TASK OBJECTIVE - Reproduce every line of the items below as a numbered list, omitting any blank lines.
* * * *
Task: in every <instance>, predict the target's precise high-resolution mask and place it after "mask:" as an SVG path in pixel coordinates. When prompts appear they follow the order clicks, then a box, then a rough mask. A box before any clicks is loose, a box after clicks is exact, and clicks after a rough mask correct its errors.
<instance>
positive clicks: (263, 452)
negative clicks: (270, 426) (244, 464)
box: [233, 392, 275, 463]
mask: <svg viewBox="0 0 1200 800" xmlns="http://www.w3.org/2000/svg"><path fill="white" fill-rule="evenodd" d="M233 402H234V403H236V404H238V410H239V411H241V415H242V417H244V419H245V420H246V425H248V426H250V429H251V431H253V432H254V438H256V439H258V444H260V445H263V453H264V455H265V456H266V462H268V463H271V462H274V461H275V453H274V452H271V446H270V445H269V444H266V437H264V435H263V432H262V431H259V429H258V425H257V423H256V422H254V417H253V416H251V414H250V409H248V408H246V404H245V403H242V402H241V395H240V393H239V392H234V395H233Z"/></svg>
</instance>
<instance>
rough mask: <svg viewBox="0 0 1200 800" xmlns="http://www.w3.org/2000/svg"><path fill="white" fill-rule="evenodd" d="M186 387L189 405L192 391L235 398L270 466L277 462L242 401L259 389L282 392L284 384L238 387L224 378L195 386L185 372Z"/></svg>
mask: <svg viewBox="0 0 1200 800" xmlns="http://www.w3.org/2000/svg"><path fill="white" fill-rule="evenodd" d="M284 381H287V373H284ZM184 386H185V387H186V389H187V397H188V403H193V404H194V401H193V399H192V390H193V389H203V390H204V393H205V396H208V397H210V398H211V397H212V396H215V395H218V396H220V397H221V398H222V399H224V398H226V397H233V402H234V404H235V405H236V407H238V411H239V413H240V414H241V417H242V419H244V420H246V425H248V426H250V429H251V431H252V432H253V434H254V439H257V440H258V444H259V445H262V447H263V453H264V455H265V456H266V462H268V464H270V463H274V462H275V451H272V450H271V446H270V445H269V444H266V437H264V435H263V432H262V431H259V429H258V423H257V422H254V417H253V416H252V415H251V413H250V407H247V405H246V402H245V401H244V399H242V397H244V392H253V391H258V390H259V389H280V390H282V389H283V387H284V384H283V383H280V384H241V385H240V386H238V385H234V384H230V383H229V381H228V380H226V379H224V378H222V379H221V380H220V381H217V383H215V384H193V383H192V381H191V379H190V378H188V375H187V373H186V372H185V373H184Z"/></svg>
* * * *
WRITTEN REPLY -
1. Task: in every <instance>, predict the target's precise high-resolution mask and place it after "mask:" as an SVG path in pixel coordinates. When prompts appear they follow the order clicks, then a box, then a rough mask. A box before any clicks is loose, a box after clicks is exact, and clicks after a rough mask correct its errors.
2. <instance>
3. positive clicks: (263, 452)
4. negative clicks: (270, 426) (244, 464)
5. box: [233, 392, 275, 463]
6. mask: <svg viewBox="0 0 1200 800" xmlns="http://www.w3.org/2000/svg"><path fill="white" fill-rule="evenodd" d="M233 402H234V403H236V404H238V410H239V411H241V415H242V417H244V419H245V420H246V425H248V426H250V429H251V431H253V432H254V438H256V439H258V444H260V445H263V453H264V455H265V456H266V462H268V463H271V462H274V461H275V453H274V452H271V446H270V445H269V444H266V437H264V435H263V432H262V431H259V429H258V425H257V423H256V422H254V417H253V416H251V414H250V409H248V408H246V404H245V403H242V402H241V395H240V393H239V392H234V395H233Z"/></svg>
7. </instance>
8. <instance>
9. rough mask: <svg viewBox="0 0 1200 800" xmlns="http://www.w3.org/2000/svg"><path fill="white" fill-rule="evenodd" d="M186 387L189 405L192 391L235 398L270 466L277 462L242 401L259 389L282 392L284 384L238 387L224 378L195 386L185 372Z"/></svg>
10. mask: <svg viewBox="0 0 1200 800" xmlns="http://www.w3.org/2000/svg"><path fill="white" fill-rule="evenodd" d="M284 381H287V373H284ZM184 386H185V387H186V389H187V397H188V403H193V404H194V401H193V399H192V390H193V389H203V390H204V393H205V396H208V397H210V398H211V397H212V396H215V395H218V396H220V397H221V398H222V399H224V398H226V397H233V402H234V404H235V405H236V407H238V411H239V413H240V414H241V417H242V419H244V420H246V425H248V426H250V429H251V431H252V432H253V434H254V439H257V440H258V444H259V445H262V447H263V453H264V455H265V456H266V462H268V464H270V463H274V462H275V451H272V450H271V446H270V445H269V444H266V437H264V435H263V432H262V431H259V429H258V423H257V422H254V417H253V416H252V415H251V413H250V407H247V405H246V402H245V401H244V399H242V397H244V392H253V391H258V390H259V389H280V390H282V389H283V387H284V384H283V383H280V384H241V385H240V386H238V385H234V384H230V383H229V381H228V380H226V379H224V378H222V379H221V380H220V381H217V383H215V384H193V383H192V381H191V379H190V378H188V375H187V373H186V372H185V373H184Z"/></svg>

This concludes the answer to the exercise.